▶ _WRITTEN INSTRUCTION_:
Why do the customer journey tips say a UX researcher should host a recurring update for stakeholders? Answer in one to three sentences.

▶ _QUOTED TEXT_:
================

The customer journey is the foundation of many design projects. As UX designers and researchers, we work on them a lot. We're either asked to improve a customer journey or figure out unknown customer journeys in their entirety.
After being in UX research for over five years, I worked on many customer journeys. Some projects went great, but I have to admit I fell on my face at least a dozen times too.
Here's my list of tips I would recommend to any UX professional about to work on a customer journey map.
Host a (weekly) stakeholder update
One of the most important things you must do as a UX researcher is to host a recurring update for your stakeholders.
Why? Hosting such an update ensures the people responsible for funding your project know what you're doing. On the other end, you can use them to remove the obstacles your project faces.
Here's an example. During one of my projects for a Dutch government agency, I hosted a weekly update with my stakeholders.
Unlike me, my stakeholders were all very well-known people within the agency. That's important, given the complex nature of such an agency. So, naturally, their reach was much higher than mine.
To work on my customer journey, I needed users to interview and places to visit. Therefore, hosting my weekly stakeholder update has been crucial in helping my stakeholders understand what I do and why I do it.
As a result, they were more than happy to help me reach the users and places I needed for building my customer journey map (CJM).
Know what UX research methods you need at each step of the process
Creating a customer journey is a lot of work. Projects taking up 3 to 6 months aren't an exception.
It is crucial to know what UX research methods you have at your disposal during that time. But even more important is knowing when to use each.
At the start of your mapping project, for example, you will likely use quantitative research methods. These methods are a great way to gather a lot of data rather quickly.
You could analyze existing analytics data, do desk research into previous user research, or send out a questionnaire. These are all great examples of quantitative user research.
Later in your project, it is time to fill the remaining data gaps in your customer journey. You select the following research method based on the outcome of the first half of your project.
Did you find an interesting pattern in the answers to your questionnaire? In that case, it is time to interview some users to dig a little deeper to find out what's happening.
It is crucial to pick suitable research methods. Generally, go from broad quantitative research to more detailed qualitative research later.
Work in a live document
Up next is the live document. Always work together with your team in a live document. UXPressia is an excellent tool for the job. What I like best is its presentation mode.
Back in the day, I still had to create a presentation using Figma and PowerPoint to present my customer journey to the stakeholders. Luckily, this is no longer the case.
But let's take one step back. Why is working on a live document important?

================

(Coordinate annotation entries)
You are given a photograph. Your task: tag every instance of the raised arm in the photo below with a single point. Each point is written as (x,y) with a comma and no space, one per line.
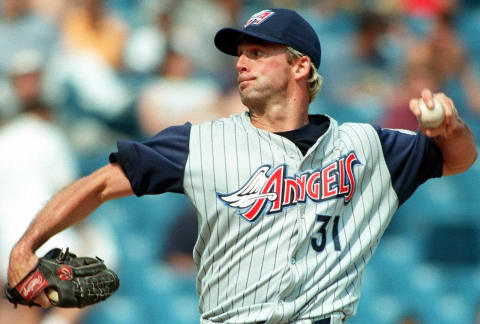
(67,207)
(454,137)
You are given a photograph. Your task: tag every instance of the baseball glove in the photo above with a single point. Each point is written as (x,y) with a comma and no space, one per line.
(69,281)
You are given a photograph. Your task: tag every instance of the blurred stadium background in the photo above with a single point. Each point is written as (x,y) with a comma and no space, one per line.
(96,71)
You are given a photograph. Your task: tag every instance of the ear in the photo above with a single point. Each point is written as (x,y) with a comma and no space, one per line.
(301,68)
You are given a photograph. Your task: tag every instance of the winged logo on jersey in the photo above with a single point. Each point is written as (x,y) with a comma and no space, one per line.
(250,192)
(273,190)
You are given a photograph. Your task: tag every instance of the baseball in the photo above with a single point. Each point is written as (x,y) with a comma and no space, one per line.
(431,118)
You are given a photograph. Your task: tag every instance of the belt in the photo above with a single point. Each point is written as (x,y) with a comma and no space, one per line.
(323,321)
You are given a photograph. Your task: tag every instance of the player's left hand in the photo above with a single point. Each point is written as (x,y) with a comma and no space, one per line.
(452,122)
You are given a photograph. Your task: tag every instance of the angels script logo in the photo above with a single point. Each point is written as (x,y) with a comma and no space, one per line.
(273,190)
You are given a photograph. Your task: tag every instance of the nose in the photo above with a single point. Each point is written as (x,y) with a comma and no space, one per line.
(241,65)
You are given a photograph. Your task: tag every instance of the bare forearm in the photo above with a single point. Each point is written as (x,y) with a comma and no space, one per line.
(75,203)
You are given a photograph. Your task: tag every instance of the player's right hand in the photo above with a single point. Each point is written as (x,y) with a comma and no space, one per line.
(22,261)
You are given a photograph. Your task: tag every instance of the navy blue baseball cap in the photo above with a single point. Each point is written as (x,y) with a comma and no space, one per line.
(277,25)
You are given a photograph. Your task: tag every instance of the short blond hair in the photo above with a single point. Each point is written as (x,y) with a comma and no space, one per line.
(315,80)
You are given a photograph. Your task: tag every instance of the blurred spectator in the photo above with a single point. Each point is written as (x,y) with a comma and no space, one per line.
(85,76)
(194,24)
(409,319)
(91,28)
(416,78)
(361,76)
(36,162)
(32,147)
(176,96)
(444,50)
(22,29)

================

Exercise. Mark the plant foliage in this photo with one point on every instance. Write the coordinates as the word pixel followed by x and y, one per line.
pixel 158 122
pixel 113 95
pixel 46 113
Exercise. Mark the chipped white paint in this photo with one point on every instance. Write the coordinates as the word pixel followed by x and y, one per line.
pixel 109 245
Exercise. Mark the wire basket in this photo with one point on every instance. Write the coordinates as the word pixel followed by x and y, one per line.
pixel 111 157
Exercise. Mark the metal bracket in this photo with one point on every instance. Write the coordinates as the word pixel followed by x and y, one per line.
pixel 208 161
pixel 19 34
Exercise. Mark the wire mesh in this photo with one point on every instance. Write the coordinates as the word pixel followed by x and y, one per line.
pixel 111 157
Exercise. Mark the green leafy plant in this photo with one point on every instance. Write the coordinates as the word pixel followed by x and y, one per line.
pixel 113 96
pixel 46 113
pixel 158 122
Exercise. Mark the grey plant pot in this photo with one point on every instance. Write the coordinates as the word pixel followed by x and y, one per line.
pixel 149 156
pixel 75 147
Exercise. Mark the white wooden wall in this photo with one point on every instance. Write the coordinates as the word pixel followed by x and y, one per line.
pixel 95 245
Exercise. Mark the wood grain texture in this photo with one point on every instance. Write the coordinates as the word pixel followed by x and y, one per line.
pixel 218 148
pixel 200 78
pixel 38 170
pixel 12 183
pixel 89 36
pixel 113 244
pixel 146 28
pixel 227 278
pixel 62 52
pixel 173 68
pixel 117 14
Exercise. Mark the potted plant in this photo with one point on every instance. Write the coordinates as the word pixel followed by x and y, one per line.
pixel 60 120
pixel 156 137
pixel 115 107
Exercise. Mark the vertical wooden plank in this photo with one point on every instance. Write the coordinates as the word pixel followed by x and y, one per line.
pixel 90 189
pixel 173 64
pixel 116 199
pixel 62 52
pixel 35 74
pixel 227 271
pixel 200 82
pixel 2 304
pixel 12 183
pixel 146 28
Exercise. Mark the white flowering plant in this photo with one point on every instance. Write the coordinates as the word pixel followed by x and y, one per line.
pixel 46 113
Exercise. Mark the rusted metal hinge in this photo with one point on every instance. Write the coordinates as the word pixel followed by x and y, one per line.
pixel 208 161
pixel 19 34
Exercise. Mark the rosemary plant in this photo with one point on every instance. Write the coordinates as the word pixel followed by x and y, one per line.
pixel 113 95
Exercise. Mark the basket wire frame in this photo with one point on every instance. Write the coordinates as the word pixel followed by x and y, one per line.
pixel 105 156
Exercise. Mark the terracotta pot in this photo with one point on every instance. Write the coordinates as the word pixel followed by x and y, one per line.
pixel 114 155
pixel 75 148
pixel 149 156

================

▶ _CORRECT RESPONSE_:
A recurring update ensures that the people responsible for funding the project know what you're doing. In return, you can use those stakeholders to remove the obstacles your project faces.